**Objetivo A**:
Recopila cada línea de los registros que contenga la cadena "slope". Ten en cuenta las mayúsculas y minúsculas.

Lamenta que no sea así en Sigüenza (Guadalajara), donde se ubica el centro de acogida de refugiados (CAR) al que tuvo que volver a mediados de junio para no perder las ayudas que le ofrece el Gobierno español los primeros seis meses. En la capital pasa inadvertido, ve más oportunidades que en la localidad castellanomanchega, así que pretende ahorrar algo del dinero que recibe del Estado para pagar los 21,80 euros del tren a Madrid, ida y vuelta, al menos una vez al mes, y conocer la ciudad o a alguna chica. El resto se lo gasta en cigarrillos. Enciende uno tras otro para calmar la ansiedad. Tiene prisa por aprender castellano y volver a ejercer como periodista.

Muchos refugiados, como Kasheem, esperan recuperar su vida anterior, pero "raramente consiguen convalidar los títulos o un trabajo como el que tuvieron", afirma Santiago Gómez-Zorrilla, portavoz de la ONG Accem en Madrid.

La vida en el centro de acogida de refugiados de Vallecas

Después de 13 meses en Alcobendas, Hagop Joulakian, libanés de 33 años, solo se ha adaptado al clima, parecido al de su país natal. No ha logrado retomar el oficio de joyero, con el que se ganaba la vida en su tierra. "Aceptaría cualquier trabajo, incluso en negro", asegura. Su español es aún titubeante, por eso se comunica en inglés. Ha tocado las puertas de los negocios del vecindario, siempre en vano, asevera. Se le acabó la subvención y no sabe cómo va a pagar el arrendamiento de junio.

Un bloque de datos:
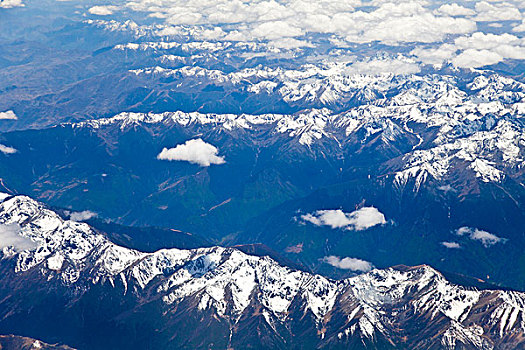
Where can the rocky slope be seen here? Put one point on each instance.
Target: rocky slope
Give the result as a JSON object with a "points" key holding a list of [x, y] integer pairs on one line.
{"points": [[63, 271]]}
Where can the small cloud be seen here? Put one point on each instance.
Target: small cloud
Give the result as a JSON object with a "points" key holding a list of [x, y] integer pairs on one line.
{"points": [[6, 4], [451, 245], [82, 215], [194, 151], [10, 237], [296, 249], [455, 10], [472, 58], [486, 238], [7, 150], [358, 220], [8, 115], [102, 10], [446, 188], [348, 263]]}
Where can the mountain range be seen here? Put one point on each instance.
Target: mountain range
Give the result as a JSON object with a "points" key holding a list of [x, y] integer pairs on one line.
{"points": [[110, 297]]}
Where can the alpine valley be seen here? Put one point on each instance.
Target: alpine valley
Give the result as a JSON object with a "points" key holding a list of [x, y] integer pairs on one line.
{"points": [[262, 174], [223, 298]]}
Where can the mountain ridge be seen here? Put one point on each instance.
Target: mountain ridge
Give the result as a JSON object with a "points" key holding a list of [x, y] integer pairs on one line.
{"points": [[72, 262]]}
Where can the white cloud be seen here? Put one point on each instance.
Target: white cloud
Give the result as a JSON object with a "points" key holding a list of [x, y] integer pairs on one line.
{"points": [[472, 58], [358, 220], [10, 237], [491, 12], [82, 215], [520, 27], [455, 10], [348, 263], [451, 245], [486, 238], [7, 150], [435, 56], [11, 3], [194, 151], [10, 115], [381, 66], [505, 45], [103, 10], [388, 22]]}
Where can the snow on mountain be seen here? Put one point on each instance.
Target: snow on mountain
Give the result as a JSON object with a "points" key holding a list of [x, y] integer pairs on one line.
{"points": [[480, 125], [228, 281]]}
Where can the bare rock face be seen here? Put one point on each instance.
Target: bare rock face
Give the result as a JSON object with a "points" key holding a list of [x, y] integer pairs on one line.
{"points": [[63, 280]]}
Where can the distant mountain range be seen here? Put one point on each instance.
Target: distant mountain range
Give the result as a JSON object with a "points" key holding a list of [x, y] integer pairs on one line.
{"points": [[63, 281], [433, 153]]}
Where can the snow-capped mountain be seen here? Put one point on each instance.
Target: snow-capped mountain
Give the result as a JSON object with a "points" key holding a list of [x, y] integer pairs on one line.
{"points": [[478, 127], [240, 299]]}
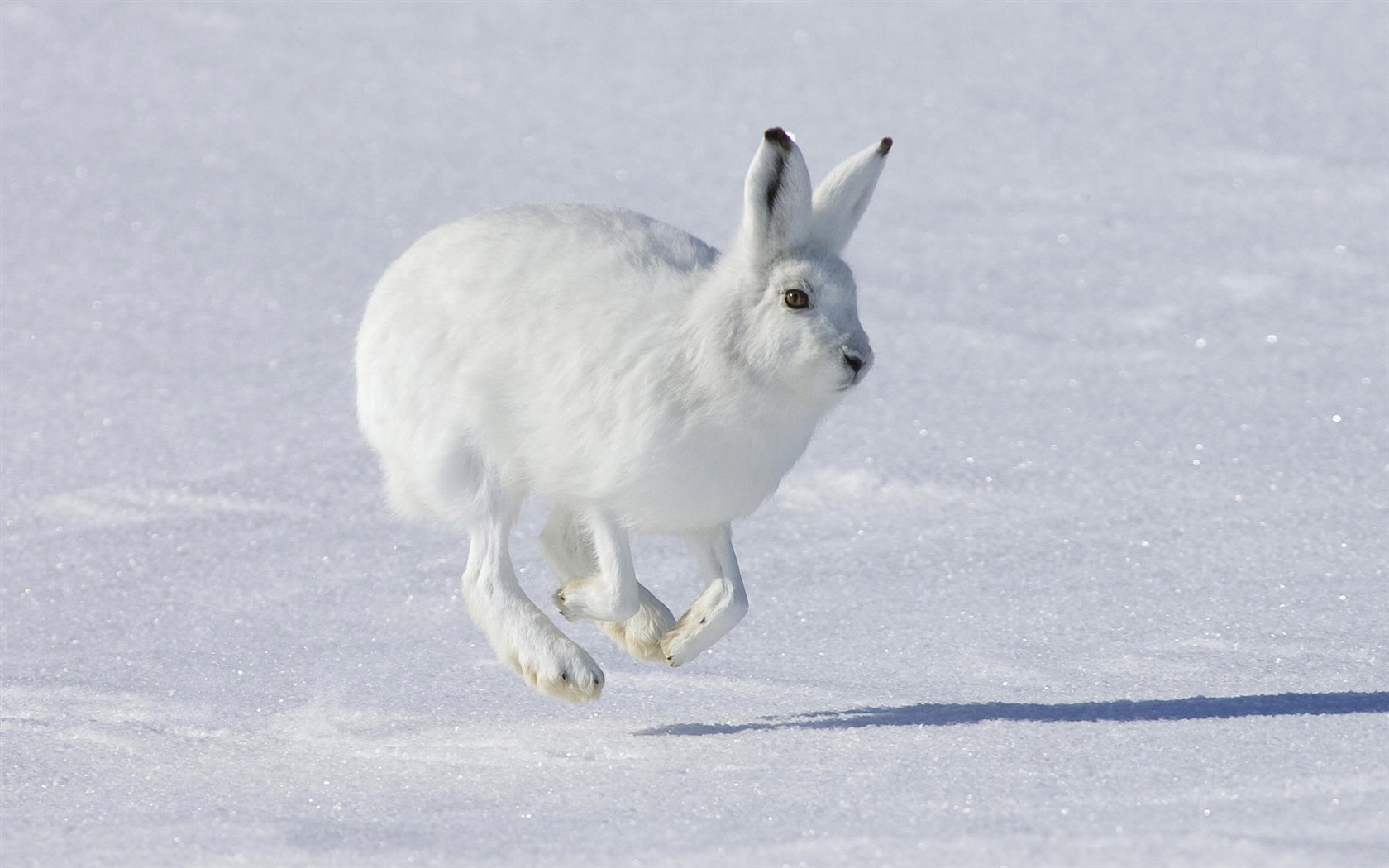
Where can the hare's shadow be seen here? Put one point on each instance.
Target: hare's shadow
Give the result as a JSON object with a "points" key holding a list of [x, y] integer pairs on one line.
{"points": [[947, 714]]}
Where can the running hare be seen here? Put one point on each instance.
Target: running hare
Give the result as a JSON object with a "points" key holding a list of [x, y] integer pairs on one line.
{"points": [[629, 374]]}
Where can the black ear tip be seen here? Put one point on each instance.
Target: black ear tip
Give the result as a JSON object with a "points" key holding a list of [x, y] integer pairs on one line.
{"points": [[778, 136]]}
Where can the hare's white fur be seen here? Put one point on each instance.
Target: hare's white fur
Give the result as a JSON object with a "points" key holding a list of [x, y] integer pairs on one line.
{"points": [[625, 371]]}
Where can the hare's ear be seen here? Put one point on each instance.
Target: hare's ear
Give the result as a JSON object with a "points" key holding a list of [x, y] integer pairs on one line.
{"points": [[776, 198], [843, 195]]}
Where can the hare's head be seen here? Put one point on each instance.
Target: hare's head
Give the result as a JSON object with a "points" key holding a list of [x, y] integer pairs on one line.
{"points": [[799, 306]]}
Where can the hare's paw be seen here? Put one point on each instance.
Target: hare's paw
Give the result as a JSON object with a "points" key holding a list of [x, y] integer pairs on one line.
{"points": [[641, 635], [594, 599], [556, 667], [704, 624]]}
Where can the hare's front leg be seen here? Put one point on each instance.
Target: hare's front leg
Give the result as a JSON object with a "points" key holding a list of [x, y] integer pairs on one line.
{"points": [[570, 547], [718, 608], [520, 633]]}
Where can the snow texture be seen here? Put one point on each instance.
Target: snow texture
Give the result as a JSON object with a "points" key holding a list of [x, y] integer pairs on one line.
{"points": [[1092, 570]]}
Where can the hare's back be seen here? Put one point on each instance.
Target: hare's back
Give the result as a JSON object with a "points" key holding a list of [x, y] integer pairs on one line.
{"points": [[566, 250]]}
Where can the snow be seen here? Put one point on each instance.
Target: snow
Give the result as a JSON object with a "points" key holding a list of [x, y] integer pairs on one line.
{"points": [[1094, 568]]}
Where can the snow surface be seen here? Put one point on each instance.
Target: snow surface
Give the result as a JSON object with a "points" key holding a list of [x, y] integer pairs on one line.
{"points": [[1127, 443]]}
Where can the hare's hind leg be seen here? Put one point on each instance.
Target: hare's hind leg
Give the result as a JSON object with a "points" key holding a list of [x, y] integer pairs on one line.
{"points": [[718, 608], [571, 547], [520, 633]]}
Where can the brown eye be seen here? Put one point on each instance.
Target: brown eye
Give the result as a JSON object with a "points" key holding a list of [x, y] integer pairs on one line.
{"points": [[796, 299]]}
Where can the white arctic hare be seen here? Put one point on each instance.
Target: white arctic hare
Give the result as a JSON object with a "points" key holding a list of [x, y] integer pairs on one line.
{"points": [[629, 374]]}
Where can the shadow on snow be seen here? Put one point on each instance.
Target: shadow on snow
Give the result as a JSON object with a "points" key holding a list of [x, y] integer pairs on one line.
{"points": [[947, 714]]}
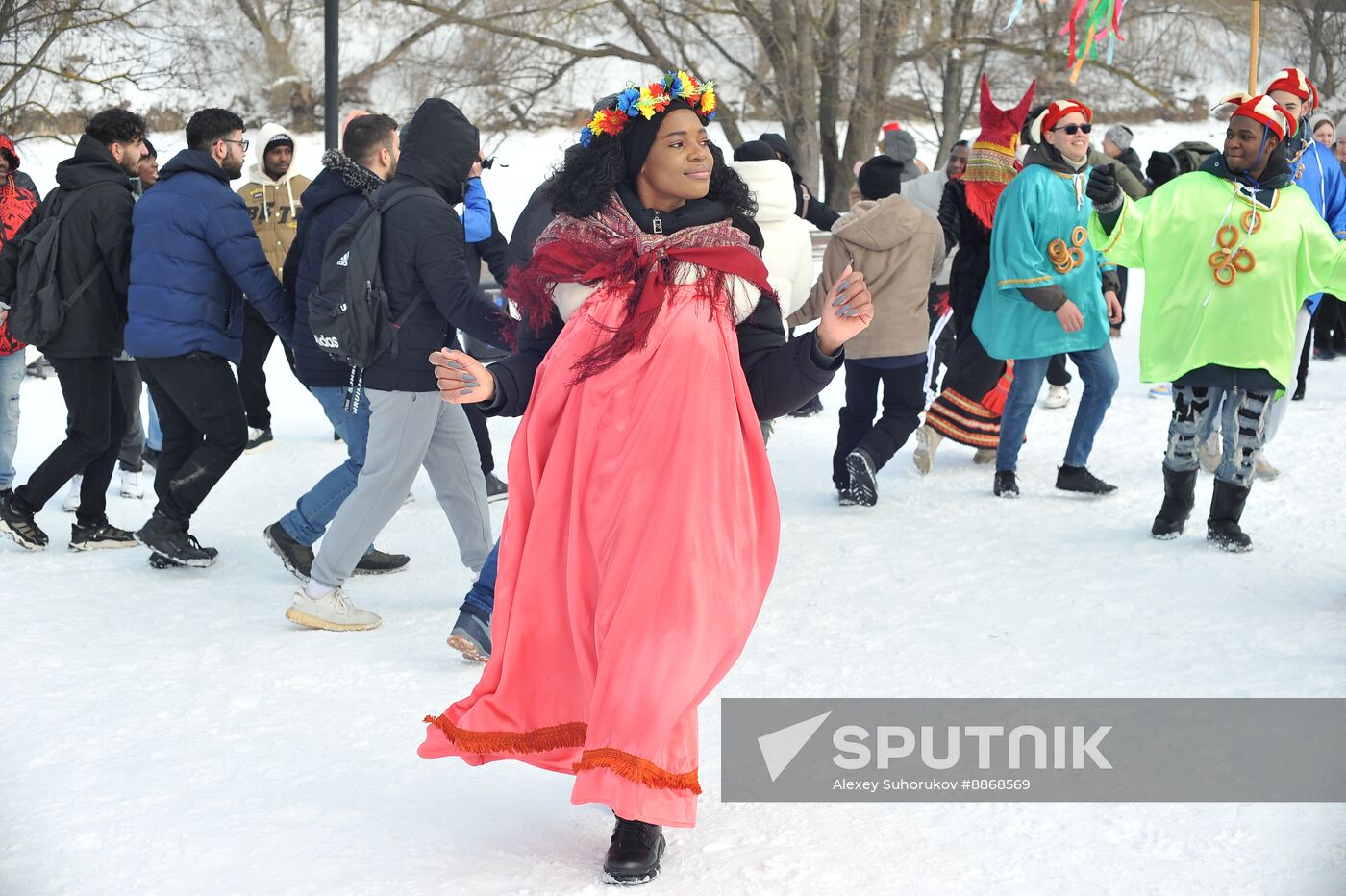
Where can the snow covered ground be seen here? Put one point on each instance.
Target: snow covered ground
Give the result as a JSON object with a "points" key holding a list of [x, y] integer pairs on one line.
{"points": [[168, 732]]}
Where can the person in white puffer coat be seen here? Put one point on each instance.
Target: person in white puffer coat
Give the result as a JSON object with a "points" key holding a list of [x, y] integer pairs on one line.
{"points": [[789, 245]]}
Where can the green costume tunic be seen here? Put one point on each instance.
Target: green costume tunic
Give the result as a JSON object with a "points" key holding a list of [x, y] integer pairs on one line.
{"points": [[1225, 275]]}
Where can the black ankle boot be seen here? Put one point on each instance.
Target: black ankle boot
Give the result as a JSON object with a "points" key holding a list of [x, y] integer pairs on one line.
{"points": [[1227, 506], [635, 855], [1180, 499]]}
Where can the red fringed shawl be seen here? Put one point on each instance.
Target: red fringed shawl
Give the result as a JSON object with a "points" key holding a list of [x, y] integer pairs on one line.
{"points": [[610, 248]]}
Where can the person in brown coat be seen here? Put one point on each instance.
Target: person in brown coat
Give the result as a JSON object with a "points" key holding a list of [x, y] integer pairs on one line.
{"points": [[901, 250], [272, 195]]}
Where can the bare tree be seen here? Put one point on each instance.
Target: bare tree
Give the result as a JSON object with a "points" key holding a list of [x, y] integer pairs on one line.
{"points": [[61, 56]]}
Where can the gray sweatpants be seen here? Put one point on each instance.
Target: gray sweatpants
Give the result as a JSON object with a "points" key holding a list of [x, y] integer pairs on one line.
{"points": [[408, 431]]}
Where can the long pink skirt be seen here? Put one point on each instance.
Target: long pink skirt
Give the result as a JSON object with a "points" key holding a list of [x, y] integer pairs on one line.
{"points": [[639, 539]]}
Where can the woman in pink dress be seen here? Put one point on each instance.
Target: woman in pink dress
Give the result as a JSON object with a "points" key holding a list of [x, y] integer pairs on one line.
{"points": [[642, 525]]}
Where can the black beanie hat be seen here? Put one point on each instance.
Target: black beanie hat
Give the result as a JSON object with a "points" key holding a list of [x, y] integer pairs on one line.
{"points": [[754, 151], [638, 138], [879, 178]]}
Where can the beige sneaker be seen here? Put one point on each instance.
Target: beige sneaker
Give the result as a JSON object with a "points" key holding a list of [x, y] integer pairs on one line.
{"points": [[330, 612], [1057, 397], [928, 441]]}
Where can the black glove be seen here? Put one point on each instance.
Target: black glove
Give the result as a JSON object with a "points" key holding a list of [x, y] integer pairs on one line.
{"points": [[1103, 187], [1161, 168]]}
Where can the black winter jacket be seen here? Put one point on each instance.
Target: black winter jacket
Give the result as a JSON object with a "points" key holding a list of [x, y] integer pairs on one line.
{"points": [[94, 235], [783, 376], [330, 201], [421, 250]]}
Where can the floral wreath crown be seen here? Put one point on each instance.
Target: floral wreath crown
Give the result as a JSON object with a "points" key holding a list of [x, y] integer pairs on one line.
{"points": [[649, 101]]}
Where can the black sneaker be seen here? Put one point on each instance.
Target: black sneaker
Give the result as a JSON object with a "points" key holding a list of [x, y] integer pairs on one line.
{"points": [[635, 853], [19, 526], [171, 539], [1081, 481], [258, 437], [298, 559], [864, 488], [379, 562], [100, 535], [495, 487]]}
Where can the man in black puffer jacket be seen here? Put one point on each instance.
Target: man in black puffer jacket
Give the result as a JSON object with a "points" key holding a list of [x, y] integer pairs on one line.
{"points": [[93, 269], [349, 179], [423, 269]]}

**Objetivo B**:
Enumera, en el orden en que aparecen, todos los nombres propios de lugar mencionados en el fragmento sobre refugiados, sin repetir ninguno.

**Resultado correcto A**:
Where can the rocky slope be seen here? Put one point on each instance.
Target: rocky slope

**Resultado correcto B**:
Sigüenza, Guadalajara, Madrid, Vallecas, Alcobendas